Problem details>
What you return must match the records character for character.

########################################

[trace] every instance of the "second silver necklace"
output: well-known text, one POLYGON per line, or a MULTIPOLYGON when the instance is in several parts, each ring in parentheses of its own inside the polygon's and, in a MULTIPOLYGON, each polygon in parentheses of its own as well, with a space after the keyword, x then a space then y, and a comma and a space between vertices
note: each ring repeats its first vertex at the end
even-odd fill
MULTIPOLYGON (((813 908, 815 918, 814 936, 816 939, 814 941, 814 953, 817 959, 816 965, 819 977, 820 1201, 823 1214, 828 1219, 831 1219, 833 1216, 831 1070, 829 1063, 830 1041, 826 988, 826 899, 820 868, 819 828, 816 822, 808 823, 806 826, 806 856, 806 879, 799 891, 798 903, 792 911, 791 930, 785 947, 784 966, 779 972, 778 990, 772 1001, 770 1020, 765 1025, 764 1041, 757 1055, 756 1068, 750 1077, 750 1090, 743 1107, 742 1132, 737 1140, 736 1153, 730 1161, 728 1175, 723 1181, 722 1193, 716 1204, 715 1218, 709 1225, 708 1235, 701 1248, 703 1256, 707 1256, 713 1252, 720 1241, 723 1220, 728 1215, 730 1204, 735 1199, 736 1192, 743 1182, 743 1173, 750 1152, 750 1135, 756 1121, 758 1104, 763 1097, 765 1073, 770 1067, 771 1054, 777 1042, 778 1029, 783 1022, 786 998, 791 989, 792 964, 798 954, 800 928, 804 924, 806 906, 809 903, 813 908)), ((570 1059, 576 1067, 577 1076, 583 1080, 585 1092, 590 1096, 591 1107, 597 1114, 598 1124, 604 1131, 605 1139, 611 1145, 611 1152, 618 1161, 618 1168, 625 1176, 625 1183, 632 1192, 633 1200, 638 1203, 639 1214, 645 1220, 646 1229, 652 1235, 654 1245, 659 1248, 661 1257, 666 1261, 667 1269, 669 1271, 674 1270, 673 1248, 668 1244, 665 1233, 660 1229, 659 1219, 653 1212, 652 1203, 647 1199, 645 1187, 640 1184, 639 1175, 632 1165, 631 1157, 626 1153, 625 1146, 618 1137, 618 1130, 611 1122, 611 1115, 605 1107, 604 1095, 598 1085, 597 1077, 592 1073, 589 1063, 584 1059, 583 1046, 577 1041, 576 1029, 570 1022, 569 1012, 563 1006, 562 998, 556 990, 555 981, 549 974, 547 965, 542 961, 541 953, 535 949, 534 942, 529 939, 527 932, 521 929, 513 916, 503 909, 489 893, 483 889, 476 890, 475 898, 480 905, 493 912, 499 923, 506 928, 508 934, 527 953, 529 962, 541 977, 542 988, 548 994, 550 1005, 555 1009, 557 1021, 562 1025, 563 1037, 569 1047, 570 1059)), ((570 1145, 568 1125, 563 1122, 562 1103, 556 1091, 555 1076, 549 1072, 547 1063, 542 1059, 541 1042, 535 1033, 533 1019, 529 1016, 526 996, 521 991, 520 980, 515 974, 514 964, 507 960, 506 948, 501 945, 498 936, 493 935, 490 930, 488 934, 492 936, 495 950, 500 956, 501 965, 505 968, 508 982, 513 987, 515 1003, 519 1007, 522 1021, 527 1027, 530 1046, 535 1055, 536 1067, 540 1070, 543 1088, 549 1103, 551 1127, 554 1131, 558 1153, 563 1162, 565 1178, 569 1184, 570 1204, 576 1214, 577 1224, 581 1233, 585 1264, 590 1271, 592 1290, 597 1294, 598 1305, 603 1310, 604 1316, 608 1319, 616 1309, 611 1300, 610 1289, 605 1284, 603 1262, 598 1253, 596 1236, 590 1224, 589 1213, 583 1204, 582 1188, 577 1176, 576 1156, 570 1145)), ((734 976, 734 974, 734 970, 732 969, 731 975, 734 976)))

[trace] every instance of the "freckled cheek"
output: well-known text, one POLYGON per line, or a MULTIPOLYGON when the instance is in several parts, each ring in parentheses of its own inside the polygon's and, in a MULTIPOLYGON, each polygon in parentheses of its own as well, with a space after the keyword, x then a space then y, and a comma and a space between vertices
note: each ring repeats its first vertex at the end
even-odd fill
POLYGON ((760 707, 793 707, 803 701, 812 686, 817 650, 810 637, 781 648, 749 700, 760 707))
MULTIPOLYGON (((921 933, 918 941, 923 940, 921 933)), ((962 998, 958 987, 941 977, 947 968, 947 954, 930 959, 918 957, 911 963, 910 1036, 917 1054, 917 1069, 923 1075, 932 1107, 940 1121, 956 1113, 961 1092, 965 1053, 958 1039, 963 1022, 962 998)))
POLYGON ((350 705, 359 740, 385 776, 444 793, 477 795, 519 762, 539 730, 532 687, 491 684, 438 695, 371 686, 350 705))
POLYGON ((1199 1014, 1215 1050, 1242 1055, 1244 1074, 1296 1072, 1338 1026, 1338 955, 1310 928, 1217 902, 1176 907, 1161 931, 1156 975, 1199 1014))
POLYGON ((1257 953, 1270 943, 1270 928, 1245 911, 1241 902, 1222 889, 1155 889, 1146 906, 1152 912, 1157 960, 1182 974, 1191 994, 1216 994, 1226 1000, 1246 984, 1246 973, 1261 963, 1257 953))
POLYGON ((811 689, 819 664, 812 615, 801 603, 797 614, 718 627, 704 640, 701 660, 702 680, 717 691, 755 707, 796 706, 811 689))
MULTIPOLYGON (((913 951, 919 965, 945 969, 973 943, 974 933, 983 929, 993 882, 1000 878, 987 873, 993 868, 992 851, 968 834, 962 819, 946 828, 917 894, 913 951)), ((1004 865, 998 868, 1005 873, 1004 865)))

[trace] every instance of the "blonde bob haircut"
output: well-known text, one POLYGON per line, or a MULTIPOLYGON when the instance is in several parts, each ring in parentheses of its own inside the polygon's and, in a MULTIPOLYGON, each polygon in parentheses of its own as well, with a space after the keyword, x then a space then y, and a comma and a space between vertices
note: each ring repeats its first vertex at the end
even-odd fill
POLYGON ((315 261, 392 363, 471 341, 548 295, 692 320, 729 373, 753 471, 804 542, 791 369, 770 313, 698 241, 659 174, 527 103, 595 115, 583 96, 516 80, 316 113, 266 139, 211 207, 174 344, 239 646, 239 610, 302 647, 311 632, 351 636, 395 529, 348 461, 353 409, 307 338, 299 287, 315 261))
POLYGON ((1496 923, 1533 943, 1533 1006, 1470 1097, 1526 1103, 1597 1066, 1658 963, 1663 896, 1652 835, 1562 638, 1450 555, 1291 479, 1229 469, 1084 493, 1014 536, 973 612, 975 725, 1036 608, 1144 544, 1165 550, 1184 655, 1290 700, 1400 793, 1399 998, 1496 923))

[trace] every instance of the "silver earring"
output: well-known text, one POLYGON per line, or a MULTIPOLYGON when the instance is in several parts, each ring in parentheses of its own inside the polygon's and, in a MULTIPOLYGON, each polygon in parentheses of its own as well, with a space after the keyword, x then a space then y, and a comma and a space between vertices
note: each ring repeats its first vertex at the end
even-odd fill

########################################

Response area>
[trace] every instance of the "second silver necklace"
output: well-known text, one POLYGON per line, or a MULTIPOLYGON when the instance is in several parts, each ring in parentheses of its own inside the polygon's and, in a MULTIPOLYGON, each polygon in parentheses of its own as well, with a space after the keyword, x then a space then y, and a comma and a space between vertices
note: each ring repeats its first vertex at the end
even-odd fill
MULTIPOLYGON (((813 908, 815 918, 814 936, 816 939, 814 941, 814 953, 817 959, 816 965, 819 977, 820 1201, 823 1214, 828 1219, 831 1219, 833 1216, 831 1070, 829 1063, 830 1041, 826 988, 826 899, 820 868, 819 828, 816 822, 808 823, 806 826, 806 856, 806 879, 799 891, 798 903, 792 911, 791 930, 785 947, 784 966, 779 972, 778 990, 772 1001, 770 1020, 765 1025, 764 1041, 757 1055, 756 1068, 750 1077, 750 1090, 743 1107, 742 1132, 737 1140, 736 1153, 730 1161, 728 1175, 723 1181, 722 1193, 716 1204, 715 1218, 709 1225, 708 1235, 701 1248, 703 1256, 707 1256, 713 1252, 720 1241, 723 1220, 728 1215, 730 1204, 735 1199, 736 1192, 743 1182, 743 1173, 750 1152, 750 1135, 756 1121, 758 1104, 763 1097, 765 1073, 770 1067, 771 1054, 777 1042, 778 1029, 783 1022, 786 998, 791 989, 792 964, 798 954, 800 928, 804 924, 806 906, 809 903, 813 908)), ((570 1059, 576 1067, 577 1076, 583 1080, 585 1092, 590 1096, 591 1107, 597 1114, 598 1124, 604 1131, 605 1139, 611 1145, 611 1152, 618 1161, 618 1168, 625 1176, 625 1183, 632 1192, 633 1200, 638 1203, 639 1214, 645 1220, 646 1229, 652 1235, 654 1245, 659 1248, 661 1257, 666 1261, 667 1269, 669 1271, 674 1270, 673 1248, 668 1244, 665 1233, 660 1229, 659 1219, 653 1212, 652 1203, 647 1199, 645 1187, 640 1184, 639 1175, 632 1165, 631 1157, 626 1153, 625 1146, 618 1137, 618 1130, 611 1122, 611 1115, 605 1107, 604 1095, 598 1085, 597 1077, 592 1073, 589 1063, 584 1059, 583 1046, 577 1041, 576 1029, 570 1022, 569 1012, 563 1006, 562 998, 556 990, 555 981, 549 974, 547 965, 542 961, 541 953, 535 949, 534 942, 529 939, 527 932, 521 929, 513 916, 503 909, 489 893, 483 889, 476 890, 475 898, 480 905, 493 912, 499 923, 506 928, 508 934, 527 953, 529 962, 541 977, 542 988, 548 994, 550 1005, 555 1009, 557 1021, 562 1025, 563 1037, 569 1047, 570 1059)), ((570 1145, 568 1125, 563 1122, 562 1103, 556 1091, 555 1076, 549 1072, 547 1063, 542 1059, 541 1042, 535 1033, 533 1019, 529 1016, 526 996, 521 991, 520 980, 515 974, 514 964, 507 960, 506 948, 501 945, 498 936, 493 935, 490 930, 488 934, 492 936, 495 950, 500 956, 501 965, 505 968, 508 982, 513 987, 515 1003, 519 1007, 522 1021, 527 1027, 530 1046, 535 1055, 536 1067, 540 1070, 543 1088, 549 1103, 551 1127, 554 1131, 558 1153, 563 1162, 565 1178, 569 1184, 570 1204, 576 1214, 577 1224, 581 1233, 585 1264, 590 1271, 592 1290, 597 1294, 598 1305, 603 1310, 604 1316, 608 1319, 616 1309, 611 1300, 610 1289, 605 1284, 603 1262, 598 1253, 596 1236, 590 1224, 589 1213, 583 1204, 582 1188, 577 1176, 576 1156, 570 1145)), ((734 976, 734 974, 734 970, 732 969, 731 975, 734 976)))

[trace] every instance of the "freckled cheek"
output: well-known text, one POLYGON per line, or a MULTIPOLYGON when the instance is in several parts, each ring in parentheses of its own inside the polygon's and, in a MULTIPOLYGON, each polygon in parentheses of its own as well, with a space after the keyword, x then a space then y, and a comma and a space between vertices
note: each ring repeats its first vertex at the end
even-odd fill
POLYGON ((760 707, 793 707, 803 701, 812 686, 817 650, 810 637, 781 648, 749 700, 760 707))
MULTIPOLYGON (((921 933, 918 941, 923 940, 921 933)), ((962 998, 958 987, 941 977, 947 968, 947 954, 930 959, 918 957, 911 963, 910 1036, 917 1054, 917 1069, 923 1075, 932 1107, 940 1121, 956 1113, 961 1092, 965 1053, 958 1039, 963 1022, 962 998)))
POLYGON ((350 705, 359 740, 385 776, 444 793, 477 795, 519 762, 539 730, 532 687, 491 684, 438 695, 371 686, 350 705))
POLYGON ((1199 1014, 1215 1050, 1242 1055, 1244 1074, 1296 1072, 1338 1026, 1338 955, 1310 928, 1217 902, 1176 907, 1161 931, 1156 975, 1199 1014))
POLYGON ((1257 953, 1270 943, 1270 928, 1245 911, 1241 902, 1222 889, 1155 889, 1146 906, 1152 912, 1157 960, 1182 974, 1191 994, 1216 994, 1226 1000, 1246 984, 1246 973, 1261 963, 1257 953))
POLYGON ((811 689, 819 664, 812 615, 801 603, 797 614, 718 627, 704 640, 701 660, 702 680, 717 691, 755 707, 796 706, 811 689))
MULTIPOLYGON (((913 951, 919 965, 945 969, 973 943, 974 933, 983 929, 993 882, 1000 878, 987 873, 993 868, 992 851, 968 834, 962 819, 946 828, 917 894, 913 951)), ((1004 865, 998 868, 1005 873, 1004 865)))

[trace] every instance of the "blonde bob haircut"
output: well-known text, one POLYGON per line, or a MULTIPOLYGON when the instance is in several parts, each ring in parentheses of its own inside the polygon's and, in a MULTIPOLYGON, each polygon in parentheses of its own as well, with a space after the keyword, x then a space then y, and a comma and a space between vertices
note: each ring repeats its first vertex at the end
even-odd fill
POLYGON ((315 261, 392 363, 471 341, 548 295, 692 320, 729 373, 753 471, 804 542, 791 369, 770 313, 698 241, 659 174, 527 103, 595 115, 583 96, 516 80, 316 113, 266 139, 211 207, 174 344, 239 646, 239 610, 302 647, 311 632, 351 636, 395 529, 348 461, 353 409, 307 338, 299 287, 315 261))
POLYGON ((1496 923, 1533 943, 1533 1006, 1470 1097, 1526 1103, 1597 1066, 1658 963, 1663 896, 1652 835, 1562 638, 1450 555, 1291 479, 1229 469, 1084 493, 1014 536, 973 612, 975 725, 1036 608, 1144 544, 1165 550, 1184 655, 1290 700, 1400 793, 1399 998, 1496 923))

[trace] every instance of the "silver earring"
output: well-known text, one POLYGON per line, or a MULTIPOLYGON when the instance is in several parts, each ring in parentheses of its own inside the polygon's and, in a MULTIPOLYGON, each polygon in parentheses of its own as well, with a space after the keyword, x then a space then y, and a comma and a space between vertices
note: each ring repeats its first vertex at the end
even-odd fill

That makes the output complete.